EXERCISE TASK:
Look below for the line with "If you could segment every instance of the bell-shaped". Extract that line and each one after it through the last, word for word.

LISTED ENTRIES:
--------------------------------

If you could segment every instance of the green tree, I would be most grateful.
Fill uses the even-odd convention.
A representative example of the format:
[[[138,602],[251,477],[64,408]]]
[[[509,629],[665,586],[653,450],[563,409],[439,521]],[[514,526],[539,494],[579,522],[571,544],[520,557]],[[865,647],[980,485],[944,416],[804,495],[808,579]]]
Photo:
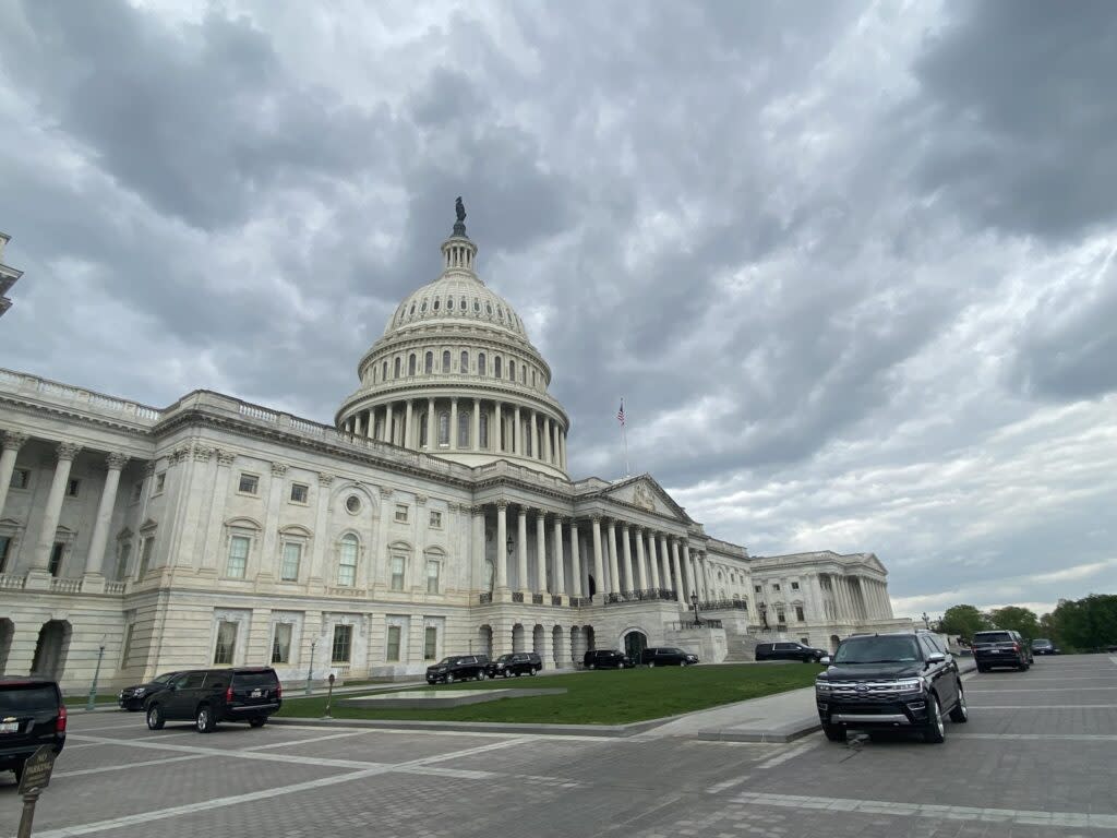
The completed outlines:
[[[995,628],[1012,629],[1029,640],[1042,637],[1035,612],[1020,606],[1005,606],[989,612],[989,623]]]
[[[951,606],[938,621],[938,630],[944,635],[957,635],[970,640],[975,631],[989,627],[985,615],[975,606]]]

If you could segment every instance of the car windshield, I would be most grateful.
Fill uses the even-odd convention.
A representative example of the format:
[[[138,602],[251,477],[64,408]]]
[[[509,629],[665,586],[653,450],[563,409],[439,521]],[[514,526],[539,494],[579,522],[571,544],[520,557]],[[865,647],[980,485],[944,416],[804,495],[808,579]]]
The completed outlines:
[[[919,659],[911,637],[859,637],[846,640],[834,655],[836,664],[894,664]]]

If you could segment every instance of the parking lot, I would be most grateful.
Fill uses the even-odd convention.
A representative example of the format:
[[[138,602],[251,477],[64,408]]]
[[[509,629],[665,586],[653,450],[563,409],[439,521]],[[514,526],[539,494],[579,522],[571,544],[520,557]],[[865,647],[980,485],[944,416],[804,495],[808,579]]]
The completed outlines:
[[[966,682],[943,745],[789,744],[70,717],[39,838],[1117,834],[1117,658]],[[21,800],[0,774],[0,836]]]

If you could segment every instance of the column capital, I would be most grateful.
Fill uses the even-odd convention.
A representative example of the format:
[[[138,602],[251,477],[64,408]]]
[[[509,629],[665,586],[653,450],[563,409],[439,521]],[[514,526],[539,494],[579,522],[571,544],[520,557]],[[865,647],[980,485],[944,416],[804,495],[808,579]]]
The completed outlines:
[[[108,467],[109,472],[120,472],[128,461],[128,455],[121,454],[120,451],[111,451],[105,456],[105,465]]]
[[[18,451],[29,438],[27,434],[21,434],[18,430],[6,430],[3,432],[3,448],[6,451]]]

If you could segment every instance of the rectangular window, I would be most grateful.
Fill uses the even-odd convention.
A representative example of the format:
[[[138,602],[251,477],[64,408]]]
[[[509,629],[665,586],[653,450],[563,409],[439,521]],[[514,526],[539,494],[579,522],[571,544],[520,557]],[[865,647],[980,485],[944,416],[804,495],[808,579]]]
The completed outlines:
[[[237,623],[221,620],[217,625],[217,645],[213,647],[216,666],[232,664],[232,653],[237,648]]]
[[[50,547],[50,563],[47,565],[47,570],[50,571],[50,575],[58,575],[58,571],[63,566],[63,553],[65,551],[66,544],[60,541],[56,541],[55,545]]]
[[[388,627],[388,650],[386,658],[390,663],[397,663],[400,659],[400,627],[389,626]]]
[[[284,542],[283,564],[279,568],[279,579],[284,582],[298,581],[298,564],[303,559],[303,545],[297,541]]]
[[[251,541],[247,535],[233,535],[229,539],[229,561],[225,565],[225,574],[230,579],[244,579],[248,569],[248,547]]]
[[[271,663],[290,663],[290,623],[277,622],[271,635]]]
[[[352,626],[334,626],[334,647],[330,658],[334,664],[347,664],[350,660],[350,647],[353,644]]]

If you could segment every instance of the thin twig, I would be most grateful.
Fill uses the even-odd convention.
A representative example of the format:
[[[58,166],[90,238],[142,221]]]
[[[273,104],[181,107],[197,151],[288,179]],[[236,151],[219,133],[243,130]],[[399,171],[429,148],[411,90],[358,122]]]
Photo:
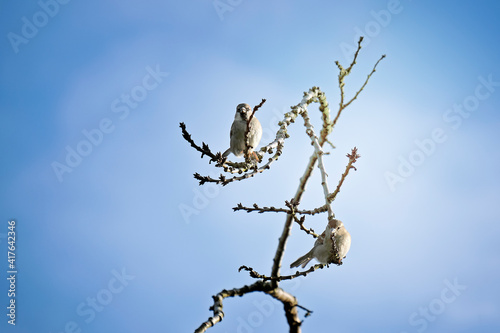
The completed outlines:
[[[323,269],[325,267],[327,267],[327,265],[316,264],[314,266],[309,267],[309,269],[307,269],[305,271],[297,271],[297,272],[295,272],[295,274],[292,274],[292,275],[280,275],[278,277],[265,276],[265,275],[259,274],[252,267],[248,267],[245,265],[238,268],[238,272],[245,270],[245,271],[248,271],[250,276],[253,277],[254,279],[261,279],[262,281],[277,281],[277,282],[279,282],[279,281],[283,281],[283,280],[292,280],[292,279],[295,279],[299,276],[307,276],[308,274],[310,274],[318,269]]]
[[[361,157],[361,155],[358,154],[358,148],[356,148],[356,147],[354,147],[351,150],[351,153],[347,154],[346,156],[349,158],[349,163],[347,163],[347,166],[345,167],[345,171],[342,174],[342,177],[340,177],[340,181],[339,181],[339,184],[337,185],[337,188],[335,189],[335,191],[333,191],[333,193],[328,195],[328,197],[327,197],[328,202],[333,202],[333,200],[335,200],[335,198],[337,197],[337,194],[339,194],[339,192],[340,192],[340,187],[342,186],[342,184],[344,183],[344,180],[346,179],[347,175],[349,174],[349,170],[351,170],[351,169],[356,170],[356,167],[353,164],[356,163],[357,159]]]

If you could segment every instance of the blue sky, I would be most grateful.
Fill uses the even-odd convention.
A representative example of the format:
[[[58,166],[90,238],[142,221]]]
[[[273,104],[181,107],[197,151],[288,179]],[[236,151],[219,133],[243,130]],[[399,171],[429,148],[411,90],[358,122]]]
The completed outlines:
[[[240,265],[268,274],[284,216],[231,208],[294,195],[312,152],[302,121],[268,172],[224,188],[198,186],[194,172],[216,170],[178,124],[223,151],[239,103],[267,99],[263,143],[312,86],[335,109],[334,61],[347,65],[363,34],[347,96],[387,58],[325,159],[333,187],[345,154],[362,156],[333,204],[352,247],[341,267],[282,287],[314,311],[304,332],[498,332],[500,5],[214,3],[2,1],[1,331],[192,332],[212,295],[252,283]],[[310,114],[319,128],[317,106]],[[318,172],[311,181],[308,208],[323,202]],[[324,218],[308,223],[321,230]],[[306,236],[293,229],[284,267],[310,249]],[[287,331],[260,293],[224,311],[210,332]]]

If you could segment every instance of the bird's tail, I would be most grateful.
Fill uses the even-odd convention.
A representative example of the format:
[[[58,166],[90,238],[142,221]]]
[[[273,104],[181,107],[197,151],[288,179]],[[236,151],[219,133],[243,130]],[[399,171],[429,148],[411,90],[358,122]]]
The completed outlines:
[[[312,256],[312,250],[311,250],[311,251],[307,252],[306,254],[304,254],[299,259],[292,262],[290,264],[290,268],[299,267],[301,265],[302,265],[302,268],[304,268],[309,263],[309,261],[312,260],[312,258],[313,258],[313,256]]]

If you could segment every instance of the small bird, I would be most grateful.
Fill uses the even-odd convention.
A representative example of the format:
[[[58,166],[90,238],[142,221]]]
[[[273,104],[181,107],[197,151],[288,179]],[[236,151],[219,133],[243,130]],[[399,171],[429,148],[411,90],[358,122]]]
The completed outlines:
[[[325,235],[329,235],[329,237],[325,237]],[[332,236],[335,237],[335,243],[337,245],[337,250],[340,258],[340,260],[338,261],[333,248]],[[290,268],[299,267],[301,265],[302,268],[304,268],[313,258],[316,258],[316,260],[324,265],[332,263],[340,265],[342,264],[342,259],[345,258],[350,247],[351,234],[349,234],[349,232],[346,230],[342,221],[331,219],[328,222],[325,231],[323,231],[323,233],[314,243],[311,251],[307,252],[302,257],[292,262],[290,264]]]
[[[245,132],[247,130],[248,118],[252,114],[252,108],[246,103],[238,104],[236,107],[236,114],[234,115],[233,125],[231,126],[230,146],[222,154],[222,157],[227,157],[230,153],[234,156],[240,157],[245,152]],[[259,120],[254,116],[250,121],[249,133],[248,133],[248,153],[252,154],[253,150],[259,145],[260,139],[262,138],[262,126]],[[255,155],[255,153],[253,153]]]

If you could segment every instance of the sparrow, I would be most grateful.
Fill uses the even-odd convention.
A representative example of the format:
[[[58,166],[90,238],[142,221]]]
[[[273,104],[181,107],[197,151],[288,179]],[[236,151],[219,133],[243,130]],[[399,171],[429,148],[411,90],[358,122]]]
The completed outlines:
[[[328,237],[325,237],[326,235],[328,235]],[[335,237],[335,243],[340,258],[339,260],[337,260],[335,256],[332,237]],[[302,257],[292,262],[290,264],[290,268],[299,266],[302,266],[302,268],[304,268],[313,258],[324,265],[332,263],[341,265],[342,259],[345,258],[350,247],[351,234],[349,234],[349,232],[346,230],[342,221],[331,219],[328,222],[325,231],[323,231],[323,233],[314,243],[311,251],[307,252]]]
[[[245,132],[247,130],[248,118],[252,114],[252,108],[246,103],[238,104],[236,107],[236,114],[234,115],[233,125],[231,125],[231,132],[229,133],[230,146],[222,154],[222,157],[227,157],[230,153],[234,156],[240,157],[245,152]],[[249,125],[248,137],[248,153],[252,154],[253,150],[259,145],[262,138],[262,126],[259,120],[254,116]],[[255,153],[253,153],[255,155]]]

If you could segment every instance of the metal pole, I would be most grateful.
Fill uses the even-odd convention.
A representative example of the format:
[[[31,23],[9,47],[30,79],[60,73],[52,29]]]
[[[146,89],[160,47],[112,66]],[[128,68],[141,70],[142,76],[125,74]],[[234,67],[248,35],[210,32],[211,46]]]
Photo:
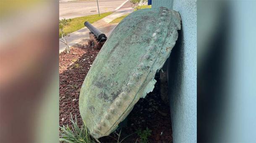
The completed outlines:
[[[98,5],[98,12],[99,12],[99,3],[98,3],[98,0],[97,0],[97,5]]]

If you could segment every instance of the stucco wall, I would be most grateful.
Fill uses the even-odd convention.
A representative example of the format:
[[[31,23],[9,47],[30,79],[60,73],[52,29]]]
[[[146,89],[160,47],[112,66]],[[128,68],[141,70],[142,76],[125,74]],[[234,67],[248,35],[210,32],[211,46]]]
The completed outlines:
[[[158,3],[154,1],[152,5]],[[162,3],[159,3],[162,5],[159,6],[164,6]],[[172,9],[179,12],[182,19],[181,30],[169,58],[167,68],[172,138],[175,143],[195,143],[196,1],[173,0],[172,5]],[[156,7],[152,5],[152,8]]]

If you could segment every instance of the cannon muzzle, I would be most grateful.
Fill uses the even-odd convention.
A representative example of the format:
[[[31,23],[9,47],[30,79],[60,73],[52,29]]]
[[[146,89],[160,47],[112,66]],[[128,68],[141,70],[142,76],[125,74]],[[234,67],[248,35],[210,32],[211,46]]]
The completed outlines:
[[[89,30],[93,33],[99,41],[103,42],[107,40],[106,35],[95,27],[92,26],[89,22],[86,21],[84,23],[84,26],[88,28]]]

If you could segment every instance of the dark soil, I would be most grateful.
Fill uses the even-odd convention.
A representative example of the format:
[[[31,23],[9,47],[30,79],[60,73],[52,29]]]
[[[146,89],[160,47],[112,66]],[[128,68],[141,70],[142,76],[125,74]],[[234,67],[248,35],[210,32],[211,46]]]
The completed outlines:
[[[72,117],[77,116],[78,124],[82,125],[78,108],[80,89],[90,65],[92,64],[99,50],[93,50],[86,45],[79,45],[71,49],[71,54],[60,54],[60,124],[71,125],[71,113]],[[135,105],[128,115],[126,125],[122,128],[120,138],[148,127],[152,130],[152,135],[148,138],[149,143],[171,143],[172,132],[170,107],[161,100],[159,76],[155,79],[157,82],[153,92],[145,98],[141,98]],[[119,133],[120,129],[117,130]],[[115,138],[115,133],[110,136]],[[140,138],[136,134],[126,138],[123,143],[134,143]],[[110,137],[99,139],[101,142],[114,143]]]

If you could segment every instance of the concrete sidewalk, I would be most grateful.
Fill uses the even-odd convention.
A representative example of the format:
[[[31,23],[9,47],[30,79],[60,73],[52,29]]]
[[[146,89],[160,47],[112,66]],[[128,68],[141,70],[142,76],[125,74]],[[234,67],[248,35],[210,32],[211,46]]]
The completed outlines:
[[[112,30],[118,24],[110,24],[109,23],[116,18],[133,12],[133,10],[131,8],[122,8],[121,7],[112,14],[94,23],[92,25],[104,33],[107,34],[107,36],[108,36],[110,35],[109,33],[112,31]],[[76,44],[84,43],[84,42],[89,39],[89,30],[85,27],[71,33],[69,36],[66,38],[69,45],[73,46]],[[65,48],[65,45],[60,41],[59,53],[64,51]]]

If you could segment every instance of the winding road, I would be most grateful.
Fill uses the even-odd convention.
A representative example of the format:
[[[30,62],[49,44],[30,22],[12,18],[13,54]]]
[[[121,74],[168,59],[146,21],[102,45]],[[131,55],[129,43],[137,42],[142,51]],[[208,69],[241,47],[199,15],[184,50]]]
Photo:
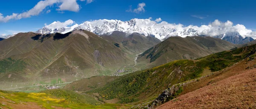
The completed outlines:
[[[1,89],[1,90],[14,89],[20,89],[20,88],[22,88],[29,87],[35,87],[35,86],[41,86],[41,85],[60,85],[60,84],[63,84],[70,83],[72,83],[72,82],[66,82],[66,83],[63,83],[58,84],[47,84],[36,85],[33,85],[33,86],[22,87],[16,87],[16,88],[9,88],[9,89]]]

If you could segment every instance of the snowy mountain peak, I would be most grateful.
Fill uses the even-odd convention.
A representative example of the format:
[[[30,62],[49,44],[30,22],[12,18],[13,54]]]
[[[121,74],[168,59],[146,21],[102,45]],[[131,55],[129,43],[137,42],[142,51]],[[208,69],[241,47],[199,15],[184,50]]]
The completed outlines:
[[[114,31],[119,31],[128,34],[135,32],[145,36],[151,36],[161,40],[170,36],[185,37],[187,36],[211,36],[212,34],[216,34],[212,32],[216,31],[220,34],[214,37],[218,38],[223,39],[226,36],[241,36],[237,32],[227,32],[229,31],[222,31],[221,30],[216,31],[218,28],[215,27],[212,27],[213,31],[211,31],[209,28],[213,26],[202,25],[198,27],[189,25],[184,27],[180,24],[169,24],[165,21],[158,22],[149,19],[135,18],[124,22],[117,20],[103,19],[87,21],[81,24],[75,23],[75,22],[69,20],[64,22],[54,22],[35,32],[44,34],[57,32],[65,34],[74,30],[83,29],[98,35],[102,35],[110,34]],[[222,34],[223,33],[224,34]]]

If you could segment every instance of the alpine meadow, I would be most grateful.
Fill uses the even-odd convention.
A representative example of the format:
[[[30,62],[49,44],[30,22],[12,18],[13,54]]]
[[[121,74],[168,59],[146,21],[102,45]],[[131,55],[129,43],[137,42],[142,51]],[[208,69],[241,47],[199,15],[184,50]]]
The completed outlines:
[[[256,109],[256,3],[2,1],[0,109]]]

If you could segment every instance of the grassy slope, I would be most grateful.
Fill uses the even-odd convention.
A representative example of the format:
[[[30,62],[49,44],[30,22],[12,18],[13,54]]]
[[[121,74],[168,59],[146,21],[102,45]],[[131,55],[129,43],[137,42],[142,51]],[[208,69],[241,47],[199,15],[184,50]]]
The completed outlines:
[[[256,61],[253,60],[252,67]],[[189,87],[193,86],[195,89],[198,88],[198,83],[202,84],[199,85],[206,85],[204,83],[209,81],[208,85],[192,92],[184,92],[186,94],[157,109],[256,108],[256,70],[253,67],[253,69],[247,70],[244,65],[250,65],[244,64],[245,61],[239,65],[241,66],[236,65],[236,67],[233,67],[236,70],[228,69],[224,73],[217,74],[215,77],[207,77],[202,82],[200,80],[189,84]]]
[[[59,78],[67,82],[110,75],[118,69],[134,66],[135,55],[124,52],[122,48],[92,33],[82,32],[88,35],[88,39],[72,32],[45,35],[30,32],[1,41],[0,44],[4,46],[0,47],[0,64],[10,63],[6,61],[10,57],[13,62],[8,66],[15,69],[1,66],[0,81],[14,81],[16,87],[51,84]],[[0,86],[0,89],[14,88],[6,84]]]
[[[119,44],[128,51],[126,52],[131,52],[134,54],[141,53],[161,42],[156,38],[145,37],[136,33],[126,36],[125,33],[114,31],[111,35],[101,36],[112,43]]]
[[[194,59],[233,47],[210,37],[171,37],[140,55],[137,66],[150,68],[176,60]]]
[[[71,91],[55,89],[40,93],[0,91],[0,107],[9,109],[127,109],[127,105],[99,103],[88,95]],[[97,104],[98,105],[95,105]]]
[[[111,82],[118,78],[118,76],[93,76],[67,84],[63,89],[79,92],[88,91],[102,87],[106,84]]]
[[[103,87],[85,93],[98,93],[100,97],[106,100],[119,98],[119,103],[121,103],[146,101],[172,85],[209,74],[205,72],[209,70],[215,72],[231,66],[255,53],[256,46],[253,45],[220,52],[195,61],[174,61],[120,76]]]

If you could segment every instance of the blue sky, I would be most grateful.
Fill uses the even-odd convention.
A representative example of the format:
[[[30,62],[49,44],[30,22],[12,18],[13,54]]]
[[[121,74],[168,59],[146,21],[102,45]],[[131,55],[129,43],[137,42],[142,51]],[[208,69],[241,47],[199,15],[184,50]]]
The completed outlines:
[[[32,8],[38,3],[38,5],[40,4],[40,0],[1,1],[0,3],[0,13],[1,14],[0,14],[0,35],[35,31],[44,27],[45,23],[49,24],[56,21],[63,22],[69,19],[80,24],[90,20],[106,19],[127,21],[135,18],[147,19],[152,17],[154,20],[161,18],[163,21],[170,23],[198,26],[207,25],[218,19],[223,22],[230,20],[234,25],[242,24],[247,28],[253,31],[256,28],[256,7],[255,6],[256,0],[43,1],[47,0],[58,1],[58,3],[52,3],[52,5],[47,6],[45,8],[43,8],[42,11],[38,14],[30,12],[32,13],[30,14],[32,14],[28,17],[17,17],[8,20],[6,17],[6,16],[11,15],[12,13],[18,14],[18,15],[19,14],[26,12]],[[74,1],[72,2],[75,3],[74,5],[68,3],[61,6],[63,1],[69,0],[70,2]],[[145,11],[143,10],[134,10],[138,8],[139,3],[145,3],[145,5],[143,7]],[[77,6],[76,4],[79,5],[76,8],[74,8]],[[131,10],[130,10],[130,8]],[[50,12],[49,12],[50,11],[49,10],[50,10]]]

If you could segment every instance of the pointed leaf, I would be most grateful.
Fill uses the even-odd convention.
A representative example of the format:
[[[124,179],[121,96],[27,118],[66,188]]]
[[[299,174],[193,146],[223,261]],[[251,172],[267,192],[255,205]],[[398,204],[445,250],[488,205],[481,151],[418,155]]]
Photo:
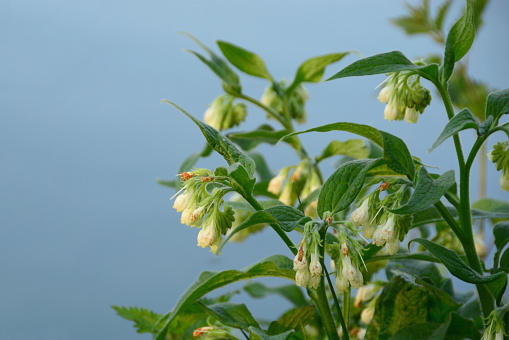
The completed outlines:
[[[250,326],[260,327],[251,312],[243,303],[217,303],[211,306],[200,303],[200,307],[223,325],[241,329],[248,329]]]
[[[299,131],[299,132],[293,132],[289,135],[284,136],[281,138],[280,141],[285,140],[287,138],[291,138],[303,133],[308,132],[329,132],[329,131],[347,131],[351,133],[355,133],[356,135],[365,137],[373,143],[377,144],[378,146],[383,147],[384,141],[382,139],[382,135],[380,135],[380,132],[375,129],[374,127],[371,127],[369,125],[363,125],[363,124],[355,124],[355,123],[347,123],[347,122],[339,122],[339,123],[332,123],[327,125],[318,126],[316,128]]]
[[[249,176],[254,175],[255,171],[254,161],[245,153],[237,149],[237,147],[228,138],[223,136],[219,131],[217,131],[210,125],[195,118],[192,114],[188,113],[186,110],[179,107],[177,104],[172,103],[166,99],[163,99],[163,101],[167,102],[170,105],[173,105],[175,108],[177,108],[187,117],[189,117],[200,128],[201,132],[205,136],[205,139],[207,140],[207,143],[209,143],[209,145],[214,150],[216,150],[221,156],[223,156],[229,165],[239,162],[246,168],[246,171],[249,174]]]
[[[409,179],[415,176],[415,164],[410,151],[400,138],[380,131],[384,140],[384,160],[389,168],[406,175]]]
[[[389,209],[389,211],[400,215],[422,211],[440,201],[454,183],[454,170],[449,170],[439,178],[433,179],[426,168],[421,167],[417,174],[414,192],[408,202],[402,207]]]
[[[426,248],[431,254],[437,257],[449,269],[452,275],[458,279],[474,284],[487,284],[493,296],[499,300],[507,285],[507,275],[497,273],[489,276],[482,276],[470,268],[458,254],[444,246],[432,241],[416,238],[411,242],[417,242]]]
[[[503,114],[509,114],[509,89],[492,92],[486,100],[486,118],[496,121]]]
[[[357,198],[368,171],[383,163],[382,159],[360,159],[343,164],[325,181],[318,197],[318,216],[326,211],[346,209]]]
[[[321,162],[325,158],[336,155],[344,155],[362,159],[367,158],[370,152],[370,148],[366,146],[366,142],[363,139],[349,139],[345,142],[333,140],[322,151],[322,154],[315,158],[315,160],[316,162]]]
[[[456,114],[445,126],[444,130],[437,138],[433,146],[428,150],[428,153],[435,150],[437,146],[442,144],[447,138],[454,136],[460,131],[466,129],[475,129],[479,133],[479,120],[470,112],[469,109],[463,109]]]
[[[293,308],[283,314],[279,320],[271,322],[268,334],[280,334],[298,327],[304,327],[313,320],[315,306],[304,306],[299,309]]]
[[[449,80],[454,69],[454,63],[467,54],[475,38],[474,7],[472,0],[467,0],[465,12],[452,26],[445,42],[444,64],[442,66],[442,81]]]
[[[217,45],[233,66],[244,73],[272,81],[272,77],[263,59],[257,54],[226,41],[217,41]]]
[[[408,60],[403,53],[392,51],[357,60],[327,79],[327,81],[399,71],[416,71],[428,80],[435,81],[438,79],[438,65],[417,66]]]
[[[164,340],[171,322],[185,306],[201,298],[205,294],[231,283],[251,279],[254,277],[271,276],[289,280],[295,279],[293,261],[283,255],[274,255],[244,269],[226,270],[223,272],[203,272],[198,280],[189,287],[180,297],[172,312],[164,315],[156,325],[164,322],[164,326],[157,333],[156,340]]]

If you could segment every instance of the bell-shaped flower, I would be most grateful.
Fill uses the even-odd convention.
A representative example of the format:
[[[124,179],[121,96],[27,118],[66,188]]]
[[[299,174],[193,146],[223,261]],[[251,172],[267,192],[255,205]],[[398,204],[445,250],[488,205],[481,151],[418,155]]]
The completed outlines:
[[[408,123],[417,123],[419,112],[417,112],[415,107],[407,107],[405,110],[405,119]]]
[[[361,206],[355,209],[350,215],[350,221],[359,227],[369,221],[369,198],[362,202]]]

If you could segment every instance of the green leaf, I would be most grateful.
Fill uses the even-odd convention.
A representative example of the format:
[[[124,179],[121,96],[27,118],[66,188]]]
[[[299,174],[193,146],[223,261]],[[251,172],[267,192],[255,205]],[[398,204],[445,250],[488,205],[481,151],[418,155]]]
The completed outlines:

--------------------------------

FINAL RESULT:
If you could segment every instance of the bell-shaped flower, I would be most grateful.
Fill uses the even-odd convention.
A representative example of the format:
[[[124,179],[121,96],[27,118],[66,188]]]
[[[299,174],[193,146],[223,261]],[[251,172],[267,192],[255,205]],[[398,204],[445,250],[488,205],[481,151],[418,155]]]
The completed outlines:
[[[408,123],[417,123],[419,112],[417,112],[415,107],[407,107],[405,110],[405,119]]]
[[[361,206],[355,209],[350,215],[350,221],[359,227],[369,221],[369,198],[362,202]]]

If you could segment every instance of the green leaf, I would be most grateful.
Fill uses the even-odd convention.
A representative example of the format:
[[[124,179],[121,96],[27,118],[66,188]]]
[[[299,174],[193,146],[223,261]],[[251,172],[267,192],[255,205]],[[398,204],[445,250],[488,205],[481,151],[418,155]]]
The completed outlines:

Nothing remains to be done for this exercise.